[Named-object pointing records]
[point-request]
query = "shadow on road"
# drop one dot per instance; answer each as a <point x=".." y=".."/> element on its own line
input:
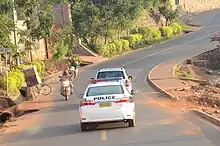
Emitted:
<point x="43" y="133"/>
<point x="63" y="108"/>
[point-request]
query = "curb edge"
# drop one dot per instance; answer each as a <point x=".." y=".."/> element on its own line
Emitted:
<point x="214" y="120"/>
<point x="157" y="87"/>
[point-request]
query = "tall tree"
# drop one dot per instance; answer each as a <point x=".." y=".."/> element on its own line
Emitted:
<point x="86" y="22"/>
<point x="38" y="22"/>
<point x="6" y="23"/>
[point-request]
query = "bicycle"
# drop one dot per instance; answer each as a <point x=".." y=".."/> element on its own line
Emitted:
<point x="42" y="88"/>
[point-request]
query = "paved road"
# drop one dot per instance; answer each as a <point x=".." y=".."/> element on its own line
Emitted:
<point x="155" y="126"/>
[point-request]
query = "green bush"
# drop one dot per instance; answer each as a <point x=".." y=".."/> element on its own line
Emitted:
<point x="113" y="49"/>
<point x="75" y="56"/>
<point x="156" y="34"/>
<point x="103" y="50"/>
<point x="147" y="35"/>
<point x="177" y="29"/>
<point x="15" y="81"/>
<point x="40" y="68"/>
<point x="134" y="40"/>
<point x="126" y="45"/>
<point x="150" y="35"/>
<point x="16" y="76"/>
<point x="119" y="46"/>
<point x="166" y="32"/>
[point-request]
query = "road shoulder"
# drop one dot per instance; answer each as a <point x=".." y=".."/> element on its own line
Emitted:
<point x="162" y="79"/>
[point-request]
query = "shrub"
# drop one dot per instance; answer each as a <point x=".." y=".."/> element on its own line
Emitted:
<point x="40" y="68"/>
<point x="134" y="31"/>
<point x="15" y="81"/>
<point x="112" y="48"/>
<point x="156" y="34"/>
<point x="147" y="35"/>
<point x="76" y="57"/>
<point x="16" y="76"/>
<point x="134" y="40"/>
<point x="166" y="31"/>
<point x="176" y="28"/>
<point x="125" y="47"/>
<point x="103" y="50"/>
<point x="150" y="34"/>
<point x="119" y="46"/>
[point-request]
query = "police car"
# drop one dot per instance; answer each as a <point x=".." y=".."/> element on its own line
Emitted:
<point x="106" y="100"/>
<point x="115" y="72"/>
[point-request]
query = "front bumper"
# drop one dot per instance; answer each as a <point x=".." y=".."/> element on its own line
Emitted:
<point x="88" y="115"/>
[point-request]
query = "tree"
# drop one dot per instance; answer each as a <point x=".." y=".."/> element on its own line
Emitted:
<point x="106" y="21"/>
<point x="86" y="22"/>
<point x="38" y="22"/>
<point x="6" y="23"/>
<point x="168" y="13"/>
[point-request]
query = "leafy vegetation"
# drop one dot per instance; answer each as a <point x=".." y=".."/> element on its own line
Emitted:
<point x="16" y="76"/>
<point x="97" y="23"/>
<point x="106" y="27"/>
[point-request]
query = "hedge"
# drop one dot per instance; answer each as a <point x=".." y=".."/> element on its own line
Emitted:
<point x="139" y="37"/>
<point x="177" y="29"/>
<point x="113" y="48"/>
<point x="16" y="76"/>
<point x="150" y="35"/>
<point x="167" y="32"/>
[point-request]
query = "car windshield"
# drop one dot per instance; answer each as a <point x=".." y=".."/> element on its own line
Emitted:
<point x="110" y="74"/>
<point x="105" y="90"/>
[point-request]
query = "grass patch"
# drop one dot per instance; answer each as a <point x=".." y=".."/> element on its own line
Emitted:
<point x="185" y="27"/>
<point x="184" y="71"/>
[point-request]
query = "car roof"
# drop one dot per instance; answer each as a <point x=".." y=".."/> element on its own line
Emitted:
<point x="111" y="69"/>
<point x="106" y="83"/>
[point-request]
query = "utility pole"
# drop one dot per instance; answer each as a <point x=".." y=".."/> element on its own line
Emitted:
<point x="15" y="33"/>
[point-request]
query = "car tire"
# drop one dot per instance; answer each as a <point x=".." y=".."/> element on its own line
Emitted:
<point x="84" y="127"/>
<point x="132" y="122"/>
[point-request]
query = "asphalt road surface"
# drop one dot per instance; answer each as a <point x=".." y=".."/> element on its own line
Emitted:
<point x="155" y="126"/>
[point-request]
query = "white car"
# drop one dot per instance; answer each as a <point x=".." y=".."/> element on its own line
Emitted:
<point x="115" y="72"/>
<point x="106" y="100"/>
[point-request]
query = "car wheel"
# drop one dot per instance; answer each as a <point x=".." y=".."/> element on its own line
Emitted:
<point x="84" y="127"/>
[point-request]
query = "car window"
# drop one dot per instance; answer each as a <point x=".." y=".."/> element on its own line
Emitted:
<point x="105" y="90"/>
<point x="110" y="74"/>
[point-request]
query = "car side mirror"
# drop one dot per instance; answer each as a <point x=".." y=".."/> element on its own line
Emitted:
<point x="133" y="92"/>
<point x="130" y="77"/>
<point x="81" y="95"/>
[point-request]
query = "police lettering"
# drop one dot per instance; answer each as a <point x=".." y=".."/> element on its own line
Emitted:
<point x="104" y="98"/>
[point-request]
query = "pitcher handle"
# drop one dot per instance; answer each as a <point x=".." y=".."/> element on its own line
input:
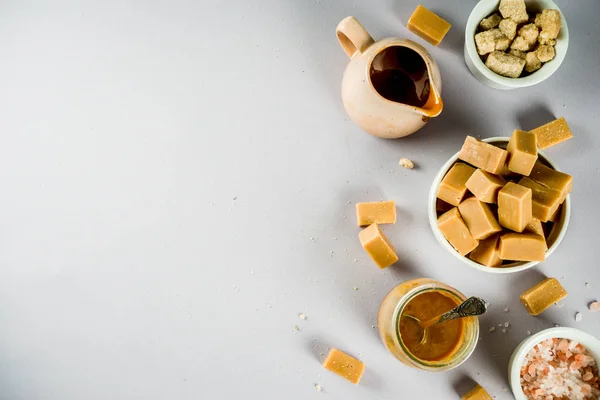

WRITTEN REQUEST: Pull out every line of the items above that contains the word "police", matching case exactly.

FINAL RESULT:
query = "police car"
query = "police lettering"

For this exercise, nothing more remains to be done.